TASK DIRECTIONS
Render the lines of the records below as a Markdown table with the columns "Row" and "Line", starting at the line that contains "up the tire." and ending at the final line of the records. Number each row, and leave out any blank lines.

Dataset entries
************
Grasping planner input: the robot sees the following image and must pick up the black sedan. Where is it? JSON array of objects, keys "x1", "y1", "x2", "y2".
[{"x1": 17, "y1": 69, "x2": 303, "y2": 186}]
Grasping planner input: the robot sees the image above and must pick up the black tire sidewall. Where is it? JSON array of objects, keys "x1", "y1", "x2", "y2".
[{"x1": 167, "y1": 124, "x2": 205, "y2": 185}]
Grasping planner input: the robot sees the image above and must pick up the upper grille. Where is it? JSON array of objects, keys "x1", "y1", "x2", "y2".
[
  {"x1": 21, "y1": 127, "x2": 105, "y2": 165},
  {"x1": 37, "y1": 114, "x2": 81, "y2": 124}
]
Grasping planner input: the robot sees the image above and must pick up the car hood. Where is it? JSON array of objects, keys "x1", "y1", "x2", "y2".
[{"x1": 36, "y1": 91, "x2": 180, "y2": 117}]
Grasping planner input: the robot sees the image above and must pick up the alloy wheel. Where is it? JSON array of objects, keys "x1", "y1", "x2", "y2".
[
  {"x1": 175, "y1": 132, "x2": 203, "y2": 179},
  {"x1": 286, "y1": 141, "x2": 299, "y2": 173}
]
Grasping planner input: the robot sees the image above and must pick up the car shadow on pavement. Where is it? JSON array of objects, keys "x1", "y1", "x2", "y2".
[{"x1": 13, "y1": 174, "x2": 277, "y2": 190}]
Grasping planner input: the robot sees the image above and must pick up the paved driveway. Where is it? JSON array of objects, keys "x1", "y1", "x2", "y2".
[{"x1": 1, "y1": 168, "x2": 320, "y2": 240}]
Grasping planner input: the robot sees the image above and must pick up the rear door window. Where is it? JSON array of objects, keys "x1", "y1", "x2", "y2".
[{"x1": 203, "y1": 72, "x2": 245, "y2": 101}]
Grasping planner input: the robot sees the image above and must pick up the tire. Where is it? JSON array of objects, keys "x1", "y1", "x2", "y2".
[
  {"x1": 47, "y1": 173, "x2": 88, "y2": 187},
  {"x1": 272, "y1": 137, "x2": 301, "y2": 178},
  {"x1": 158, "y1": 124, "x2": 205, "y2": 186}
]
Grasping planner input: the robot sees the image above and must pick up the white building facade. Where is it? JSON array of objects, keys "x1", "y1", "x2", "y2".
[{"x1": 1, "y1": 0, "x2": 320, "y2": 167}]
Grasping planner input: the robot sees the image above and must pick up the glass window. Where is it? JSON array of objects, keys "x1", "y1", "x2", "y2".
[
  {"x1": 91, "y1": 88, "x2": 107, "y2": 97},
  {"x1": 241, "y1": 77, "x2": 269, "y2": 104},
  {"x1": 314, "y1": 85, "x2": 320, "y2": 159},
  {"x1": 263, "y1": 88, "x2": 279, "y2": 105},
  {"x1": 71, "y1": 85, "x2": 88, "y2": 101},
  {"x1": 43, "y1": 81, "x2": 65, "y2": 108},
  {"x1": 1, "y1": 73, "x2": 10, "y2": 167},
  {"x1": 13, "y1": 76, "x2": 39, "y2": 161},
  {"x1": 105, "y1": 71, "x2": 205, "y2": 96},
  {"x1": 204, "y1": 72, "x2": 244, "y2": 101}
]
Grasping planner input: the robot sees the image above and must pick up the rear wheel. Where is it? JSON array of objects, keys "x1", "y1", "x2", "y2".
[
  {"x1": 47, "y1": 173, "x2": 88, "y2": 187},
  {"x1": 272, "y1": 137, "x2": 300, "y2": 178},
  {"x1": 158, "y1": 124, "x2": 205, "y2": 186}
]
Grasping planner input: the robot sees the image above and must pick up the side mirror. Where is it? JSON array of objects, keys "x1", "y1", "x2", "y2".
************
CORRECT ANSWER
| Row | Line |
|---|---|
| 1 | Grasping planner input: the robot sees the image above and must pick up the tire. Where is it? JSON array of objects, keys "x1", "y1", "x2", "y2". |
| 2 | [ |
| 3 |   {"x1": 47, "y1": 173, "x2": 88, "y2": 187}, |
| 4 |   {"x1": 272, "y1": 137, "x2": 301, "y2": 178}, |
| 5 |   {"x1": 158, "y1": 124, "x2": 205, "y2": 186} |
| 6 | ] |
| 7 | Grasping planner input: the robot sees the image above and must pick up the white building facade. Where is it? JSON array of objects, keys "x1", "y1", "x2", "y2". |
| 8 | [{"x1": 1, "y1": 0, "x2": 320, "y2": 167}] |
| 9 | Grasping planner input: the robot sees the image above and must pick up the glass window. Where is it? JSON array of objects, keys "x1", "y1", "x2", "y2". |
| 10 | [ |
| 11 |   {"x1": 91, "y1": 88, "x2": 107, "y2": 97}, |
| 12 |   {"x1": 241, "y1": 77, "x2": 269, "y2": 104}, |
| 13 |   {"x1": 314, "y1": 85, "x2": 320, "y2": 159}, |
| 14 |   {"x1": 263, "y1": 88, "x2": 279, "y2": 105}, |
| 15 |   {"x1": 71, "y1": 85, "x2": 88, "y2": 101}, |
| 16 |   {"x1": 43, "y1": 81, "x2": 65, "y2": 108}, |
| 17 |   {"x1": 1, "y1": 73, "x2": 10, "y2": 167}, |
| 18 |   {"x1": 13, "y1": 76, "x2": 39, "y2": 161}, |
| 19 |   {"x1": 105, "y1": 71, "x2": 205, "y2": 96}, |
| 20 |   {"x1": 204, "y1": 72, "x2": 244, "y2": 101} |
| 21 | ] |
| 22 | Grasping planner input: the robot sees the image above and must pick up the rear wheel. Where is it? JSON array of objects, keys "x1", "y1", "x2", "y2". |
| 23 | [ |
| 24 |   {"x1": 47, "y1": 173, "x2": 88, "y2": 187}, |
| 25 |   {"x1": 272, "y1": 137, "x2": 300, "y2": 178}, |
| 26 |   {"x1": 158, "y1": 124, "x2": 205, "y2": 186} |
| 27 | ] |
| 28 | Grasping planner input: the robot sees the image above and must pick up the side mirror. Where is it? JSON array of objects, keys "x1", "y1", "x2", "y2". |